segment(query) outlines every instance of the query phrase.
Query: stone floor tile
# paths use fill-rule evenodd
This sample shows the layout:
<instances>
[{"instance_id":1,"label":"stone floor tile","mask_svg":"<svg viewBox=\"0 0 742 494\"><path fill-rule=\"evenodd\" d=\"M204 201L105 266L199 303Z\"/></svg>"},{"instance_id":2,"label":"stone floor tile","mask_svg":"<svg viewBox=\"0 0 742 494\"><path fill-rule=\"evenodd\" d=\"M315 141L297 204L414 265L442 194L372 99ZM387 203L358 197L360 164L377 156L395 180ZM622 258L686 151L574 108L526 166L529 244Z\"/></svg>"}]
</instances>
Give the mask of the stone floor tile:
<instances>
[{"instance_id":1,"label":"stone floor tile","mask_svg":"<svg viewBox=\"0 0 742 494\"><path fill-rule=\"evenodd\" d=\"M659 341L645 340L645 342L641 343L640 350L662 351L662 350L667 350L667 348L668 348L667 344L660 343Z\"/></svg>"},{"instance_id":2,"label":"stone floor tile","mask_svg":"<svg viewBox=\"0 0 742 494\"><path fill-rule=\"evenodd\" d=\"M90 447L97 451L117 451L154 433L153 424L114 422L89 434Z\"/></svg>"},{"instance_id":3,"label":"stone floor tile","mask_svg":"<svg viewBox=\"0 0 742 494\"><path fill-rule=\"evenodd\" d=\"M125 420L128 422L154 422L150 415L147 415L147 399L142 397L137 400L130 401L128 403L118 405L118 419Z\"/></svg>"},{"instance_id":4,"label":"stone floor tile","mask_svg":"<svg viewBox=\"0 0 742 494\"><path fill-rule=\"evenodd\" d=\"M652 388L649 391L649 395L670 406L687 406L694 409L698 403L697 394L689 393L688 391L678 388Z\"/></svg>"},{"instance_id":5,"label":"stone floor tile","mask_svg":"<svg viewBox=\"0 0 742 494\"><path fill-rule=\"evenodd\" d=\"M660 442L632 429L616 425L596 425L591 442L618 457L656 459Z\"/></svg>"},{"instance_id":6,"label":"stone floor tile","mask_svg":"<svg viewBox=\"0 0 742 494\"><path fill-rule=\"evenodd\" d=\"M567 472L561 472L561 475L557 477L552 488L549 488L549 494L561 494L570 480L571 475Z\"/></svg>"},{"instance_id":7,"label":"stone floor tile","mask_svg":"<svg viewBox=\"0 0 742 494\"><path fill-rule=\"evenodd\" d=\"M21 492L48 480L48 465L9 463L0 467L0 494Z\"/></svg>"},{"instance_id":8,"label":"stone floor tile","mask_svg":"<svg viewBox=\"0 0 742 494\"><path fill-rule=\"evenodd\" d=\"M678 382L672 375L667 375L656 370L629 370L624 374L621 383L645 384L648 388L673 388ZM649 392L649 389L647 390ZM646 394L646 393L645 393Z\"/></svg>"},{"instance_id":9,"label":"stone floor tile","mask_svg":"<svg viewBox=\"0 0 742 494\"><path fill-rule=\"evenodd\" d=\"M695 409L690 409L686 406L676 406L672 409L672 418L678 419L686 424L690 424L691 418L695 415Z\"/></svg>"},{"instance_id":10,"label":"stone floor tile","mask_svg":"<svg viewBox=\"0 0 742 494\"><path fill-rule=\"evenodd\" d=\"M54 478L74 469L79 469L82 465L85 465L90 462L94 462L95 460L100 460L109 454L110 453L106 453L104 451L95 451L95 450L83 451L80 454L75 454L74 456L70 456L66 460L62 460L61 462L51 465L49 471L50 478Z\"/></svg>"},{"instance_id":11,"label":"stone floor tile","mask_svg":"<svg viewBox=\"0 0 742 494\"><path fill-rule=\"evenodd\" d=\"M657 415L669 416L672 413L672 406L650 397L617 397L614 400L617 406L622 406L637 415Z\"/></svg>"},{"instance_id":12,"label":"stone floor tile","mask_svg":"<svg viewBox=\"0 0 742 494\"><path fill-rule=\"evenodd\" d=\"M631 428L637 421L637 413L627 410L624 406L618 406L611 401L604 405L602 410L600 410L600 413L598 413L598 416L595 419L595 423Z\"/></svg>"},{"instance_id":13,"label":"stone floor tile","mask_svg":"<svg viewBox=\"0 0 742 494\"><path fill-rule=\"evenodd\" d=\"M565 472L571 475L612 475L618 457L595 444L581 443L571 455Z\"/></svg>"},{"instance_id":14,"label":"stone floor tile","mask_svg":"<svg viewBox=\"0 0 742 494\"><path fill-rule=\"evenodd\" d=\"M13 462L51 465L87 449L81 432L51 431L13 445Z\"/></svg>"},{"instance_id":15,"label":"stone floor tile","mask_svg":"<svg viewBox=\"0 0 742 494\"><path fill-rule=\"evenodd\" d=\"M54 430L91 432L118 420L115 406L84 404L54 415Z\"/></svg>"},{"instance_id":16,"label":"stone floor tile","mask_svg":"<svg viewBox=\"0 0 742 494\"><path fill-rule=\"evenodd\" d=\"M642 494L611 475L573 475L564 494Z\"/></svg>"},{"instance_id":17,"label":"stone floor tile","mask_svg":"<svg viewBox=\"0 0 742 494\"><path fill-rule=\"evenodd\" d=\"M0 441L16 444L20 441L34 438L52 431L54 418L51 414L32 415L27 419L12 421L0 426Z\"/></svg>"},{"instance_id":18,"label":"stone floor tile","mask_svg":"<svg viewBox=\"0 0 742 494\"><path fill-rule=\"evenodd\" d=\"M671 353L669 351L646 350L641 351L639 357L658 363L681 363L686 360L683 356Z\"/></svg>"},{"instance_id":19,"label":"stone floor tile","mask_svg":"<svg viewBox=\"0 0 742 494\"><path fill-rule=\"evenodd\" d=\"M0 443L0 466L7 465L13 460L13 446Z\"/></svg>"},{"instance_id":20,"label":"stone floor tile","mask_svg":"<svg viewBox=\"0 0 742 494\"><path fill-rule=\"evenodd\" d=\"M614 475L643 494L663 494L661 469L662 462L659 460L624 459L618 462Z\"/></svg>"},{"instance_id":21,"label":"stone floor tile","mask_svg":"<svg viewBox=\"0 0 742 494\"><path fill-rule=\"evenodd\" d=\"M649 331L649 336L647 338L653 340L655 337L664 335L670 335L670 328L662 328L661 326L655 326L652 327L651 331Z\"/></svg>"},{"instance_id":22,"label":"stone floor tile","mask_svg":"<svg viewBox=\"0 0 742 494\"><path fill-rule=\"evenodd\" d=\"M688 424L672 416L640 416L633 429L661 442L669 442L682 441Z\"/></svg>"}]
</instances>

────────────────

Your objective
Reproduce the whole listing above line for line, without changing a single character.

Result of this exercise
segment(query) outlines every instance of the query phrase.
Query: stone floor tile
# paths use fill-rule evenodd
This sample shows the layout:
<instances>
[{"instance_id":1,"label":"stone floor tile","mask_svg":"<svg viewBox=\"0 0 742 494\"><path fill-rule=\"evenodd\" d=\"M204 201L105 266L199 303Z\"/></svg>"},{"instance_id":2,"label":"stone floor tile","mask_svg":"<svg viewBox=\"0 0 742 494\"><path fill-rule=\"evenodd\" d=\"M315 141L297 204L414 265L442 194L372 99ZM387 203L358 197L360 164L377 156L395 180ZM622 258L686 151L574 108L526 166L529 244Z\"/></svg>"}]
</instances>
Give the mask of the stone floor tile:
<instances>
[{"instance_id":1,"label":"stone floor tile","mask_svg":"<svg viewBox=\"0 0 742 494\"><path fill-rule=\"evenodd\" d=\"M659 341L645 340L645 342L641 343L640 350L662 351L662 350L667 350L667 348L668 348L667 344L660 343Z\"/></svg>"},{"instance_id":2,"label":"stone floor tile","mask_svg":"<svg viewBox=\"0 0 742 494\"><path fill-rule=\"evenodd\" d=\"M90 447L97 451L117 451L154 433L153 424L114 422L89 434Z\"/></svg>"},{"instance_id":3,"label":"stone floor tile","mask_svg":"<svg viewBox=\"0 0 742 494\"><path fill-rule=\"evenodd\" d=\"M125 420L128 422L154 422L150 415L147 415L147 399L142 397L137 400L130 401L128 403L118 405L118 419Z\"/></svg>"},{"instance_id":4,"label":"stone floor tile","mask_svg":"<svg viewBox=\"0 0 742 494\"><path fill-rule=\"evenodd\" d=\"M652 388L649 391L649 395L670 406L687 406L694 409L698 403L697 394L689 393L688 391L678 388Z\"/></svg>"},{"instance_id":5,"label":"stone floor tile","mask_svg":"<svg viewBox=\"0 0 742 494\"><path fill-rule=\"evenodd\" d=\"M660 442L632 429L616 425L596 425L591 442L618 457L656 459Z\"/></svg>"},{"instance_id":6,"label":"stone floor tile","mask_svg":"<svg viewBox=\"0 0 742 494\"><path fill-rule=\"evenodd\" d=\"M567 472L561 472L561 475L557 477L552 488L549 488L549 494L561 494L570 480L571 475Z\"/></svg>"},{"instance_id":7,"label":"stone floor tile","mask_svg":"<svg viewBox=\"0 0 742 494\"><path fill-rule=\"evenodd\" d=\"M21 492L48 480L48 465L9 463L0 467L0 494Z\"/></svg>"},{"instance_id":8,"label":"stone floor tile","mask_svg":"<svg viewBox=\"0 0 742 494\"><path fill-rule=\"evenodd\" d=\"M678 382L672 375L667 375L656 370L629 370L624 374L621 383L645 384L648 388L673 388ZM649 392L649 389L647 390ZM646 394L646 393L645 393Z\"/></svg>"},{"instance_id":9,"label":"stone floor tile","mask_svg":"<svg viewBox=\"0 0 742 494\"><path fill-rule=\"evenodd\" d=\"M695 409L690 409L686 406L676 406L672 409L672 418L678 419L686 424L690 424L691 418L695 415Z\"/></svg>"},{"instance_id":10,"label":"stone floor tile","mask_svg":"<svg viewBox=\"0 0 742 494\"><path fill-rule=\"evenodd\" d=\"M54 478L74 469L79 469L82 465L85 465L90 462L94 462L95 460L100 460L109 454L110 453L106 453L104 451L95 451L95 450L83 451L80 454L75 454L74 456L70 456L66 460L62 460L61 462L51 465L49 471L50 478Z\"/></svg>"},{"instance_id":11,"label":"stone floor tile","mask_svg":"<svg viewBox=\"0 0 742 494\"><path fill-rule=\"evenodd\" d=\"M657 415L669 416L672 413L672 406L650 397L617 397L614 400L617 406L622 406L637 415Z\"/></svg>"},{"instance_id":12,"label":"stone floor tile","mask_svg":"<svg viewBox=\"0 0 742 494\"><path fill-rule=\"evenodd\" d=\"M631 428L637 421L637 413L627 410L624 406L618 406L611 401L604 405L602 410L600 410L600 413L598 413L598 416L595 419L595 423Z\"/></svg>"},{"instance_id":13,"label":"stone floor tile","mask_svg":"<svg viewBox=\"0 0 742 494\"><path fill-rule=\"evenodd\" d=\"M565 472L571 475L612 475L618 457L595 444L581 443L571 455Z\"/></svg>"},{"instance_id":14,"label":"stone floor tile","mask_svg":"<svg viewBox=\"0 0 742 494\"><path fill-rule=\"evenodd\" d=\"M13 462L51 465L87 449L81 432L51 431L13 445Z\"/></svg>"},{"instance_id":15,"label":"stone floor tile","mask_svg":"<svg viewBox=\"0 0 742 494\"><path fill-rule=\"evenodd\" d=\"M54 430L91 432L118 420L115 406L84 404L54 415Z\"/></svg>"},{"instance_id":16,"label":"stone floor tile","mask_svg":"<svg viewBox=\"0 0 742 494\"><path fill-rule=\"evenodd\" d=\"M642 494L611 475L573 475L564 494Z\"/></svg>"},{"instance_id":17,"label":"stone floor tile","mask_svg":"<svg viewBox=\"0 0 742 494\"><path fill-rule=\"evenodd\" d=\"M0 441L16 444L20 441L34 438L52 431L54 418L51 414L32 415L27 419L12 421L0 426Z\"/></svg>"},{"instance_id":18,"label":"stone floor tile","mask_svg":"<svg viewBox=\"0 0 742 494\"><path fill-rule=\"evenodd\" d=\"M671 353L669 351L646 350L641 351L639 357L658 363L681 363L686 360L683 356Z\"/></svg>"},{"instance_id":19,"label":"stone floor tile","mask_svg":"<svg viewBox=\"0 0 742 494\"><path fill-rule=\"evenodd\" d=\"M0 443L0 466L7 465L13 460L13 446Z\"/></svg>"},{"instance_id":20,"label":"stone floor tile","mask_svg":"<svg viewBox=\"0 0 742 494\"><path fill-rule=\"evenodd\" d=\"M614 475L643 494L663 494L661 469L662 462L659 460L624 459L618 462Z\"/></svg>"},{"instance_id":21,"label":"stone floor tile","mask_svg":"<svg viewBox=\"0 0 742 494\"><path fill-rule=\"evenodd\" d=\"M649 331L649 336L647 338L653 340L655 337L664 335L670 335L670 328L662 328L661 326L655 326L652 327L651 331Z\"/></svg>"},{"instance_id":22,"label":"stone floor tile","mask_svg":"<svg viewBox=\"0 0 742 494\"><path fill-rule=\"evenodd\" d=\"M688 424L672 416L640 416L633 429L661 442L669 442L682 441Z\"/></svg>"}]
</instances>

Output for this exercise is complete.